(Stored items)

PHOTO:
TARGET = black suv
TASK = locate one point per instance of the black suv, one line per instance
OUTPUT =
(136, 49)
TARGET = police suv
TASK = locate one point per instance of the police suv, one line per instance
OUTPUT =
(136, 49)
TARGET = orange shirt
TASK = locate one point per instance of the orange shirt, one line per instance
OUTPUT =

## TASK STATEMENT
What needs duplicating is the run of lines from the one containing "TASK = locate one point per instance of the black" through the last line of the entries above, exact and complete.

## THE ANSWER
TASK = locate one point per instance of the black suv, one line per instance
OUTPUT =
(136, 49)
TARGET = police suv
TASK = locate one point per instance of the police suv, one line per instance
OUTPUT =
(136, 49)
TARGET = orange shirt
TASK = locate one point per instance of the orange shirt, one line per instance
OUTPUT =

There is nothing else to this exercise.